#### EXERCISE:
Write out, unchanged, the lines from the one holding "Target — blue tarpaulin awning" to the close of the listing. Both the first and last lines belong in it.

[Position annotation records]
- - - -

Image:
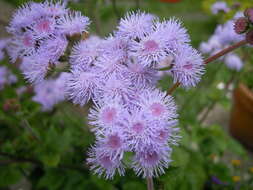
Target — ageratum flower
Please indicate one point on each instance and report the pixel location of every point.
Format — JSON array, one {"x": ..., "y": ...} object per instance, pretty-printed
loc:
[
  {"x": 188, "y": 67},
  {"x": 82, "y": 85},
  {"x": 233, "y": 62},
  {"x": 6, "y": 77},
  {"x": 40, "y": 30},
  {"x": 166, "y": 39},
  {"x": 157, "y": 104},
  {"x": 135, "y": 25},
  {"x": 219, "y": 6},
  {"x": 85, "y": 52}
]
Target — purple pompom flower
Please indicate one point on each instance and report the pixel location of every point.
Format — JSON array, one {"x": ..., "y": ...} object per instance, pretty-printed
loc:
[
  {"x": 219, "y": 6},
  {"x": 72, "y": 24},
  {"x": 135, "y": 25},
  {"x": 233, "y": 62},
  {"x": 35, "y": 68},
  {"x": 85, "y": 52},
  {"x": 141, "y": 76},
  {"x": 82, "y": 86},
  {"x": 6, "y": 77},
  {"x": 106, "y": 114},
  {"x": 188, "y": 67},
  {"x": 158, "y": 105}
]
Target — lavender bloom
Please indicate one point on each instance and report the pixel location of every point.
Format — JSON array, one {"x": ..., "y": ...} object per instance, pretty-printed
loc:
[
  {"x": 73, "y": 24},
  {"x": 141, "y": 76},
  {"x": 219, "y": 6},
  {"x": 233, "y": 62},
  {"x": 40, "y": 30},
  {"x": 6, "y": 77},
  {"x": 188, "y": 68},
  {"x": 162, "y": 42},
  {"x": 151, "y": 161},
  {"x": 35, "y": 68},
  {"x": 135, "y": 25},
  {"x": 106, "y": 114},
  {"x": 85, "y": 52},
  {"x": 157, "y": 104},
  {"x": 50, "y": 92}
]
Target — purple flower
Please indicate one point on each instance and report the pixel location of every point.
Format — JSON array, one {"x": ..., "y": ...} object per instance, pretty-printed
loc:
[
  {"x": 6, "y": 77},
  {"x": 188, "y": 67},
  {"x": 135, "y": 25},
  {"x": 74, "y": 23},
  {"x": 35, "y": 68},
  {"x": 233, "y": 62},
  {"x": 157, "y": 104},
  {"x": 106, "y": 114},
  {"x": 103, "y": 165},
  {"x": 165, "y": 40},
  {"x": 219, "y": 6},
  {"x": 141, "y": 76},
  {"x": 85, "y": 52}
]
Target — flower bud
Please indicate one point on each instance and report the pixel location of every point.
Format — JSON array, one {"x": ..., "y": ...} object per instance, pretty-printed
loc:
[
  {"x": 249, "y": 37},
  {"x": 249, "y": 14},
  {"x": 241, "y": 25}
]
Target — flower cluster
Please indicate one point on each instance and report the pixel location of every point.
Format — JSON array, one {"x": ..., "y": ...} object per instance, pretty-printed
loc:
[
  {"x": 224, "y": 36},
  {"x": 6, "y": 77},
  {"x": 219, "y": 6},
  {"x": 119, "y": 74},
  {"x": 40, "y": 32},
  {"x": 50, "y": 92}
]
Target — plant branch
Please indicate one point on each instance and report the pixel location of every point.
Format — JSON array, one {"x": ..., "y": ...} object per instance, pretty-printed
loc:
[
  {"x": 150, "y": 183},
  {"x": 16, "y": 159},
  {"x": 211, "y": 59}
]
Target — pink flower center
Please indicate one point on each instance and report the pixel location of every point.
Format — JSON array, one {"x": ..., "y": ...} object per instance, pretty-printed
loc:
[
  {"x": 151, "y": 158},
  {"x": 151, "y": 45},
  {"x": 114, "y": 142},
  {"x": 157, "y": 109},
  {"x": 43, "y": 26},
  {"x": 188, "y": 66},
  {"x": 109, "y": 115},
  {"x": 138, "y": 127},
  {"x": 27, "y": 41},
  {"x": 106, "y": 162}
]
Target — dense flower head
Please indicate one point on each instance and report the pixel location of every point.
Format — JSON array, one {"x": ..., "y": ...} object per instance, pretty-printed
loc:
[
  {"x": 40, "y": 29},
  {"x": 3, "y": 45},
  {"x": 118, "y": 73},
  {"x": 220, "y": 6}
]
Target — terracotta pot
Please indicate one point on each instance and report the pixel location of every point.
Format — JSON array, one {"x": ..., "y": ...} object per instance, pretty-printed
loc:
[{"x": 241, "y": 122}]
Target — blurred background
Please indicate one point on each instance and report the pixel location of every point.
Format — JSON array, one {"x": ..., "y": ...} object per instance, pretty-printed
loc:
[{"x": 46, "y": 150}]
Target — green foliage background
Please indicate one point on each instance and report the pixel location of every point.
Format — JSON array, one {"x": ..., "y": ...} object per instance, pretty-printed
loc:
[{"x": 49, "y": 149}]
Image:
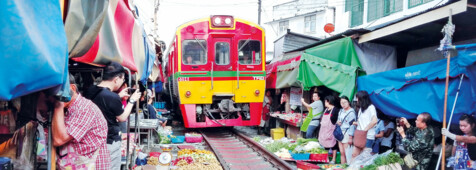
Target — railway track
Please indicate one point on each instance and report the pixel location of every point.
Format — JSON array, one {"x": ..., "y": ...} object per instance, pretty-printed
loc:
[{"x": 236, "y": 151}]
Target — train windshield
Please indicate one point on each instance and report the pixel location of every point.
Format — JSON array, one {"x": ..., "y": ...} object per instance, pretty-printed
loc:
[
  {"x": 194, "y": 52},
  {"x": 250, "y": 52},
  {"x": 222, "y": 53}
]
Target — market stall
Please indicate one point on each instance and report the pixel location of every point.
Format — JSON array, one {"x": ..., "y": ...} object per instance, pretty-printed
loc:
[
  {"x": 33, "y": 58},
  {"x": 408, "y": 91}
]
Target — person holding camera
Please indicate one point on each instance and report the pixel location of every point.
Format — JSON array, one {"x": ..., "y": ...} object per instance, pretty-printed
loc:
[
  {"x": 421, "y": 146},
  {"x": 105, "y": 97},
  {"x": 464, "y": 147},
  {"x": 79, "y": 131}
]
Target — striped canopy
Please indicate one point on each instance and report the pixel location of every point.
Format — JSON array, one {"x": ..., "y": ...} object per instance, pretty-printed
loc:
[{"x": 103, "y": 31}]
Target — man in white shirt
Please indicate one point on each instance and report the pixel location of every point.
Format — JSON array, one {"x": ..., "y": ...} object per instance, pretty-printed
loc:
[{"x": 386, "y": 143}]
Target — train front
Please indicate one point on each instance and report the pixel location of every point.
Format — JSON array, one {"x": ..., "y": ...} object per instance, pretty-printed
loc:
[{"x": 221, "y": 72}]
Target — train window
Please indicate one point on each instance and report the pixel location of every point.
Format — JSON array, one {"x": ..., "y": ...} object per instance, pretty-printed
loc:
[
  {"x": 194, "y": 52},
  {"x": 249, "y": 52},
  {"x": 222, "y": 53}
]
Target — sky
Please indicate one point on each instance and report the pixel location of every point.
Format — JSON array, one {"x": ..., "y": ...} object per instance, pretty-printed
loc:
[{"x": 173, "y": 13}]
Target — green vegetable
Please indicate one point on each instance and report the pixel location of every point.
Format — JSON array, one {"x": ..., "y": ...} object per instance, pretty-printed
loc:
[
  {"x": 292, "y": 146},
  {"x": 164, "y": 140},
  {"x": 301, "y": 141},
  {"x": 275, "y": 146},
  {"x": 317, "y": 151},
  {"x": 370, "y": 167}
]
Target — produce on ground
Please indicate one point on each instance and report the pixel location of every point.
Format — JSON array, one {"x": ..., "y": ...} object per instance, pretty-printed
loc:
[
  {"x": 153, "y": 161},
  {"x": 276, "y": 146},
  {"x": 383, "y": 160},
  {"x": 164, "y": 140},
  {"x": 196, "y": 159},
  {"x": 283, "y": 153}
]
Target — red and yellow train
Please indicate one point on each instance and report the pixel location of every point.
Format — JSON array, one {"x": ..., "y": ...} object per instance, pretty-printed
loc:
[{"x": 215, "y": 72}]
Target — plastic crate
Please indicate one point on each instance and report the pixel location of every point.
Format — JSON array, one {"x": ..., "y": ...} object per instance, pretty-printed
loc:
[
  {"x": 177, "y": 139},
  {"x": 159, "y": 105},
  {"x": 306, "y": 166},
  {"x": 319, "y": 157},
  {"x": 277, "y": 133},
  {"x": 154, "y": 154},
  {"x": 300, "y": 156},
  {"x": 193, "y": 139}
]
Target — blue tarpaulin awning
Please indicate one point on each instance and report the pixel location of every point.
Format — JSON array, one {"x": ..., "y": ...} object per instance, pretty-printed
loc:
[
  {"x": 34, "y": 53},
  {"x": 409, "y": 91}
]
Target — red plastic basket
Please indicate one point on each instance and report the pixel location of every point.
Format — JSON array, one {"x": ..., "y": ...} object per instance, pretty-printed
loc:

- - - -

#### RESPONSE:
Target — blue tarpaulin awning
Please indicate one point on each instance and report the pixel location of every point.
Format — JSON array, one {"x": ..., "y": ...} object per instance, pretty-printed
loc:
[
  {"x": 34, "y": 53},
  {"x": 409, "y": 91}
]
Target — red plastic basket
Please indicate one point on each instance and report the pixel location of every point.
Format — JSON array, one {"x": ..., "y": ...} object per instance, pretty-printed
loc:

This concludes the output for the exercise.